If you've done any investigation into the forex market you'll realize that it is full of scams and ridiculous promises of untold wealth. However, it is also the largest and most liquid market that trades, and it does so 24 hours a day. So, there are definitely opportunities to make money on the forex market, the trick is learning how to avoid the scams and how to get on board with a winning system.

The forex market is about 3 times larger than the stocks and futures markets combined, which is why the popularity of trading Forex has been increasing, and why it appeals to anyone who wants to make more money. It operates 24 hours a day and has no physical address or location, making it possible for anyone to trade at more or less any time, particularly with improvements in the internet.

The huge potential in the Forex Market comes from the fluctuations or changes in currency exchange rates. There is always a need for currency and it is always traded in pairs. So in any economic configuration, there will always be an opportunity for a Forex Trader to make a profit.

→ Material provided:
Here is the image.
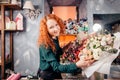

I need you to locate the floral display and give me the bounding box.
[61,34,117,63]
[79,34,117,60]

→ Set of tasks:
**a.** Condense the paragraph of the forex passage that begins "The forex market is about 3 times larger" into a short bulleted list, keeping its main facts.
**b.** Reproduce verbatim the portion of the forex passage running from "The huge potential" up to and including "make a profit.".
**c.** Answer each question using the forex passage:
(i) For how many hours a day does the forex market trade?
(ii) In what form is currency always traded?
(iii) About how many times larger is the forex market than the stocks and futures markets combined?

→ Results for each task:
**a.**
- The forex market is about three times larger than the stocks and futures markets combined.
- Its size explains its growing popularity and its appeal to anyone who wants to make more money.
- It operates 24 hours a day and has no physical address or location.
- Anyone can therefore trade at almost any time, particularly with improvements in the internet.

**b.**
The huge potential in the Forex Market comes from the fluctuations or changes in currency exchange rates. There is always a need for currency and it is always traded in pairs. So in any economic configuration, there will always be an opportunity for a Forex Trader to make a profit.

**c.**
(i) 24 hours a day.
(ii) In pairs.
(iii) About 3 times larger.